_Selection:_
-- START --
Now, with such clear barometric and thermometric conditions in and around Great Britain, a "cold, wet summer" in 1879 was almost inevitable, and a prediction to that effect, based on the simultaneous international data, would have been justifiable. Of course, new conditions might arise late in June, but the conditions prevalent, according to all physical probability, authorized such a forecast at the commencement of the summer, and would have been of incalculable value. Ask the British farmer what he would have freely paid in June to have gained some idea of the July weather! Or ask the English merchant what he would have freely given in June for a tolerably correct crop-forecast for the summer of 1879! Yet this is no hypothetical case, but one familiar to all, involving a whole nation in agricultural and financial distress, against which, with international reports from the Faroe Islands and Iceland, it could have been forewarned.
-- END --
_Request A:_ Could you turn the records between the line holding "Could you point to the roof gable" and the line holding "point(79, 179)", inclusive, into a Markdown table with the columns Row and Line, leaving out blank lines?
The records have no connection to the passage on the 1879 summer.

(Some records)
-- START --
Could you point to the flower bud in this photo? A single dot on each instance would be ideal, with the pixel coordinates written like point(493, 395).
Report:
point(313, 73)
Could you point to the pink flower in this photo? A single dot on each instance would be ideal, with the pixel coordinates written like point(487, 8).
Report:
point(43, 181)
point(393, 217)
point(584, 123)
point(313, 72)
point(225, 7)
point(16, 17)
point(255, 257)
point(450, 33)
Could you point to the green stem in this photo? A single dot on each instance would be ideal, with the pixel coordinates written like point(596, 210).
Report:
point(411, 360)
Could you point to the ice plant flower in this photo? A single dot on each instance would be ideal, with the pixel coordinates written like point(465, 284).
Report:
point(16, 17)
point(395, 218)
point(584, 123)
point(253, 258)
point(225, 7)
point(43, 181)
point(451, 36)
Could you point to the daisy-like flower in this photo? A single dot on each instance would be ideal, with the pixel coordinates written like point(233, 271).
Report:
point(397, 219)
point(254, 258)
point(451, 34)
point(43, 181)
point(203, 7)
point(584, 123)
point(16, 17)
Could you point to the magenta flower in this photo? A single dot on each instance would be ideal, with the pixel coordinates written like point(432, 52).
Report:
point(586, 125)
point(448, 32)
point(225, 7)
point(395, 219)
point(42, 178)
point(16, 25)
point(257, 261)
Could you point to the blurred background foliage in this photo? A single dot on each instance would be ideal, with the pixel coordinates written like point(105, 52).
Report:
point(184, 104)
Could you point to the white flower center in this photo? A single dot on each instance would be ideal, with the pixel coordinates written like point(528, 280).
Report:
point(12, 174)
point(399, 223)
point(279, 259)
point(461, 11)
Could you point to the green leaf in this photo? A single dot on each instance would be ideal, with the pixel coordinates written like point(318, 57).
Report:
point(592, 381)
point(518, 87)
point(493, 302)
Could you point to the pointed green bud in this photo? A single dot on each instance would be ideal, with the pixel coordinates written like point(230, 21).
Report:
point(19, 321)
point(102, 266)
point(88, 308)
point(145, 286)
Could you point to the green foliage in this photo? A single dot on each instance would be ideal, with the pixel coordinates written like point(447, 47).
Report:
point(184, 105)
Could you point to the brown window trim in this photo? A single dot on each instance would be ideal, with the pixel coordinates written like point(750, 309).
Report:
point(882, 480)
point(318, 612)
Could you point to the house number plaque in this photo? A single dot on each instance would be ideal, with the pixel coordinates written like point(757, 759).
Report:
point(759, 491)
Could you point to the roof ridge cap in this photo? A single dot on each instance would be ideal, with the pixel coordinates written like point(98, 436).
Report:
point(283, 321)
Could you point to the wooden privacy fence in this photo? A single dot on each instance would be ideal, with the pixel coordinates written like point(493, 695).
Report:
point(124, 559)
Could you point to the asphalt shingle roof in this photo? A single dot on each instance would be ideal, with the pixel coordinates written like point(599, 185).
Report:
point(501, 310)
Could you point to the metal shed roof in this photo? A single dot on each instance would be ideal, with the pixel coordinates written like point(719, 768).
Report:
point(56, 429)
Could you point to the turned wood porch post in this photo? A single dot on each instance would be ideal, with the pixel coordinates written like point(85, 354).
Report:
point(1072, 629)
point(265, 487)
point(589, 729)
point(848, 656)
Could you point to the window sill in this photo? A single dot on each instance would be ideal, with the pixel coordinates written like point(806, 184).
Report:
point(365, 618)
-- END --
-- START --
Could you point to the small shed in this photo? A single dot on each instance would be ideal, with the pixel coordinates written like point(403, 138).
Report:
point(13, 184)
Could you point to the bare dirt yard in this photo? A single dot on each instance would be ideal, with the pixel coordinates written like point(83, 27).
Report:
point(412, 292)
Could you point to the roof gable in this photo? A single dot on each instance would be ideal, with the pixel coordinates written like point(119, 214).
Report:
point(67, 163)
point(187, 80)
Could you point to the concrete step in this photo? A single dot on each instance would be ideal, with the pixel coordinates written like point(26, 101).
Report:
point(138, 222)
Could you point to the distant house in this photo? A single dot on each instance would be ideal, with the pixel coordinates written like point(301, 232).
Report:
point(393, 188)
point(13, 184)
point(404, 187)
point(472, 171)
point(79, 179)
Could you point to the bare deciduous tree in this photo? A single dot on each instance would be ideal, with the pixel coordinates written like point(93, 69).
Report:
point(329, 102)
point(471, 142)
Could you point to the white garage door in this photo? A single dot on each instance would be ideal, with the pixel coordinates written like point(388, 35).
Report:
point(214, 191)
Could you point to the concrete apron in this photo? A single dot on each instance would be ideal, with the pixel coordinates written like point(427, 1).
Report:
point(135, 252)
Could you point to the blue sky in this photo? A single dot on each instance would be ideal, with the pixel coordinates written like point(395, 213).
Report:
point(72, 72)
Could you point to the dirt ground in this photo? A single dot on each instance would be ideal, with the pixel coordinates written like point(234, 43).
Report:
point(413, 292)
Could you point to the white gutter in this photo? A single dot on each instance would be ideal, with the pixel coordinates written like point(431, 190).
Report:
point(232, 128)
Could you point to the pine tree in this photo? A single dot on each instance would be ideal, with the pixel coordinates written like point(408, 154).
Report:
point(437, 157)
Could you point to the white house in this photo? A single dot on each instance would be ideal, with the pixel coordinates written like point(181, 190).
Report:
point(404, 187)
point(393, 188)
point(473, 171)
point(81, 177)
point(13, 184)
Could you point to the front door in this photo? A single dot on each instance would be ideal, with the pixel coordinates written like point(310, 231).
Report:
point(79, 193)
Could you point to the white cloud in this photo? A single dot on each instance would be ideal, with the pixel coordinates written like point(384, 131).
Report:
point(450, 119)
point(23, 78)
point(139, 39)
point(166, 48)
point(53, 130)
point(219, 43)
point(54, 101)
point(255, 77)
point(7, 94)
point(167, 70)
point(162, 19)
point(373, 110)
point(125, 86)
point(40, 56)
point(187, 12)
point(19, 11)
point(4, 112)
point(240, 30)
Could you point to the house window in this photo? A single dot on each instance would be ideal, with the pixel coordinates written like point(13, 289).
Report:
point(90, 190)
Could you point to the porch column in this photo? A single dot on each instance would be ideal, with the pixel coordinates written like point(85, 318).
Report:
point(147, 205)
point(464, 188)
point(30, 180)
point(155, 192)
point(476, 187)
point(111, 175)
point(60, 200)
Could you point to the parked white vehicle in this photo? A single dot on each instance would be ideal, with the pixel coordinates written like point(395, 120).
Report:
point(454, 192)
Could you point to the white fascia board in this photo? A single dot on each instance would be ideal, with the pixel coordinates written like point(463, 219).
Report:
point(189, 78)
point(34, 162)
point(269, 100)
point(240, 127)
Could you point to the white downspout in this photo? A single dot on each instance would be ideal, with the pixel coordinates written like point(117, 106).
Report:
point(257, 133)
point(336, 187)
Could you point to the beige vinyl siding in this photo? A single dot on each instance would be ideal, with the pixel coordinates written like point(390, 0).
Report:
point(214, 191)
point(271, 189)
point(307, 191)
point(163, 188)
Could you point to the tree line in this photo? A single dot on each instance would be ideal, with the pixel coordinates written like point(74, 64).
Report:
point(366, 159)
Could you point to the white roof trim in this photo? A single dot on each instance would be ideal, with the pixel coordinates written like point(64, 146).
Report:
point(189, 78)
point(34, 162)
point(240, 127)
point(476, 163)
-- END --
-- START --
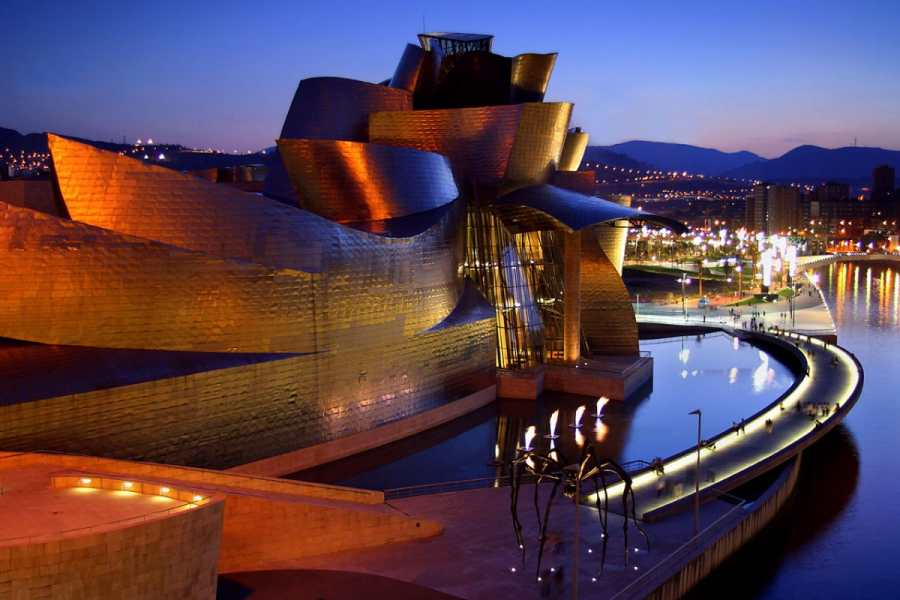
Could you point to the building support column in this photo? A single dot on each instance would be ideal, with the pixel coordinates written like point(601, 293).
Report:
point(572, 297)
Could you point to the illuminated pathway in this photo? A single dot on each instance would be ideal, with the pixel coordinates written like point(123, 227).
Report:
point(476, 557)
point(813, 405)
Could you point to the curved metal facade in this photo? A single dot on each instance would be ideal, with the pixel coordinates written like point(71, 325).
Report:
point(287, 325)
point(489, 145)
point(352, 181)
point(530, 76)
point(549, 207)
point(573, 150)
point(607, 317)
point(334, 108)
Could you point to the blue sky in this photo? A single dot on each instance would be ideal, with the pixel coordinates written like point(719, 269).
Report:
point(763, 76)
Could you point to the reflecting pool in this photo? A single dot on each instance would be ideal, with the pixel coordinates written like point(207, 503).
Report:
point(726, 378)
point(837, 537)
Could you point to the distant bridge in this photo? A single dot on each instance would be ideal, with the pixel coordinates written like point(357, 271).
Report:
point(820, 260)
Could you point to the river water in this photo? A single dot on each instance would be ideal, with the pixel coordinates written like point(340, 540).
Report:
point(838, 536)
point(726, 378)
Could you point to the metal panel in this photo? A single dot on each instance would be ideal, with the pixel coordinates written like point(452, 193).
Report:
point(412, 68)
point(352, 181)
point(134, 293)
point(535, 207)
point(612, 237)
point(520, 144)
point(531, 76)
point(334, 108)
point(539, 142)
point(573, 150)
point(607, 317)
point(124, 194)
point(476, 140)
-- END --
_Request B:_
In the passage on the 1879 summer:
(i) What kind of summer does it call almost inevitable for 1879?
(ii) Whom does it suggest asking what he would have paid in June to know the July weather?
(iii) From which places does it say international reports could have given forewarning?

_Complete response A:_
| Row | Line |
|---|---|
| 1 | Could you point to the roof gable in this photo? A single dot on each instance would be ideal, with the pixel coordinates written like point(119, 214). |
| 2 | Report: |
| 3 | point(67, 163) |
| 4 | point(187, 80) |
| 5 | Could you point to the concrete step in this photo? A single dot on each instance would be ideal, with the pixel coordinates written like point(26, 101). |
| 6 | Report: |
| 7 | point(138, 222) |
| 8 | Could you point to the distant house in this photo? A single dot on each instance would be ideal, with the pixel coordinates written like point(301, 232). |
| 9 | Report: |
| 10 | point(393, 188) |
| 11 | point(13, 184) |
| 12 | point(404, 187) |
| 13 | point(472, 171) |
| 14 | point(79, 179) |

_Complete response B:_
(i) A "cold, wet summer."
(ii) The British farmer.
(iii) The Faroe Islands and Iceland.